* **EXERCISE AIM**
Convert every line of the records below into a JSON list of strings, one string per line, omitting blank lines.

Records from a data collection
>>>
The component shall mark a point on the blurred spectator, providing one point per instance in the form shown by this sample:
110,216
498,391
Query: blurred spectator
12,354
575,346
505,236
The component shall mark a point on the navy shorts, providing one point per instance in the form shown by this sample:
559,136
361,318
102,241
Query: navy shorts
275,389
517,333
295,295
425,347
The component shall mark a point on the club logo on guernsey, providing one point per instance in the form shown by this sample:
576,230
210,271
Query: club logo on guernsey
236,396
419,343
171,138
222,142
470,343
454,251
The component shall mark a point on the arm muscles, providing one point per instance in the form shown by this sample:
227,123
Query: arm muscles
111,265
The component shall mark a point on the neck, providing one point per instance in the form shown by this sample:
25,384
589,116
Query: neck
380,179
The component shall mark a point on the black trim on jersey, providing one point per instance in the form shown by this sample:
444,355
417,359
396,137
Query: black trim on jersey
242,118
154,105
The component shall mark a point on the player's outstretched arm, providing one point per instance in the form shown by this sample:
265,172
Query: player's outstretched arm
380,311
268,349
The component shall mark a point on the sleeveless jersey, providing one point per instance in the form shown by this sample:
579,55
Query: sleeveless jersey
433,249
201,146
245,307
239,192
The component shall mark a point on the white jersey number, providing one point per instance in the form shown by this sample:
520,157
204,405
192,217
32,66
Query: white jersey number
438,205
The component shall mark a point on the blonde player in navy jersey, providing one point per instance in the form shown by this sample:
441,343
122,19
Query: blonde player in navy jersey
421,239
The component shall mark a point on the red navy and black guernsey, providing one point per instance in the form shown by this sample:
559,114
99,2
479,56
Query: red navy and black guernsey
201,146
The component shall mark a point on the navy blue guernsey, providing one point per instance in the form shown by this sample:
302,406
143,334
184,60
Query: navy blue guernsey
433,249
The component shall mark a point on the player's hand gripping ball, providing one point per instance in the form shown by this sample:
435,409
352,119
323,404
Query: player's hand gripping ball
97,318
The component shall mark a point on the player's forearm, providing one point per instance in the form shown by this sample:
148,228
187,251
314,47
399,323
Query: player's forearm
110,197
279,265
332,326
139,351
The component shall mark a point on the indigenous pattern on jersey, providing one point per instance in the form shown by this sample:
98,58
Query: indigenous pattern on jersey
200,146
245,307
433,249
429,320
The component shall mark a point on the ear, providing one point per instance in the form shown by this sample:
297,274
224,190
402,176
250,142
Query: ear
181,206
<<<
* **COMPLETE ANSWER**
[
  "The component shall mark a point on the blurred spectator, providing one point per instance in the form shown by this sample:",
  "110,216",
  "498,391",
  "Query: blurred spectator",
  "12,354",
  "575,346",
  "505,236",
  "The component shall mark a point on the navy shorts, providing one point per instance in the form shown by this sample:",
  "559,136",
  "361,318",
  "102,241",
  "Query: navy shorts",
  "275,389",
  "517,333",
  "295,295",
  "425,347",
  "The component shall mark a point on the club logo on guernsey, providing one point per instance in the form shown by this sample:",
  "576,230",
  "210,271",
  "Query: club logo on guernsey",
  "236,396",
  "419,343",
  "171,138",
  "222,142",
  "470,343",
  "454,251",
  "The component shall mark a point on the arm muscles, providing one point per instance in the form shown by this sample:",
  "227,123",
  "Query: arm muscles",
  "111,265",
  "The component shall mark a point on the neck, providing one point per instance in the form shown by this sample:",
  "25,384",
  "589,116",
  "Query: neck",
  "380,179",
  "The component shall mark a point on the black trim on jersey, providing one point per instance in the form shown by this sample:",
  "444,355",
  "417,359",
  "396,137",
  "Query: black trim on jersey",
  "242,118",
  "154,105",
  "The component shall mark a point on the player's outstretched arm, providing one point per instance in the form shown by this sample:",
  "265,172",
  "Query: player's outstretched arm",
  "380,311",
  "268,349",
  "The component shall mark a point on the sleeveless jersey, providing one point per instance in the form shown by this sample:",
  "579,55",
  "Query: sleeveless jersey",
  "433,249",
  "201,146",
  "245,307",
  "239,192",
  "The component shall mark a point on the white jersey number, providing one point per instance in the form shown by this sample:",
  "520,157",
  "204,405",
  "192,217",
  "32,66",
  "Query: white jersey number",
  "438,205",
  "The component shall mark a point on the blonde player in navy jersey, providing one point per instance in the form shown by this sample:",
  "441,343",
  "122,19",
  "Query: blonde player in navy jersey",
  "421,239",
  "The component shall mark a point on the red navy and black guernsey, providing one point per instance in the form shown by this sample:",
  "559,114",
  "99,2",
  "479,56",
  "Query: red navy and black guernsey",
  "201,146",
  "The component shall mark a point on the navy blue guernsey, providing one point per instance in the form shown by this sample:",
  "302,406",
  "143,334",
  "184,60",
  "Query: navy blue guernsey",
  "433,249",
  "The component shall mark a point on the player's hand gripping ball, providing one point per instance in the form shown by this sample:",
  "435,409",
  "352,119",
  "323,404",
  "Query: player's hand gripping ball",
  "97,318",
  "The component shall mark a point on the player's forearm, providing one point per instance in the form shown by this sample:",
  "148,228",
  "187,251",
  "314,47",
  "399,323",
  "Query: player's forearm",
  "110,197",
  "279,265",
  "332,326",
  "139,351",
  "The component shall mark a point on the indigenous pattern on jersey, providing one point per instance in the form shown by this sample:",
  "98,58",
  "Query: indigenous pattern on jersey",
  "200,146",
  "245,307",
  "433,249",
  "429,320",
  "The component shall mark a point on the ear, providing one point per instance in the form shown by this sample:",
  "297,274",
  "224,190",
  "402,176",
  "250,142",
  "Query: ear",
  "181,206"
]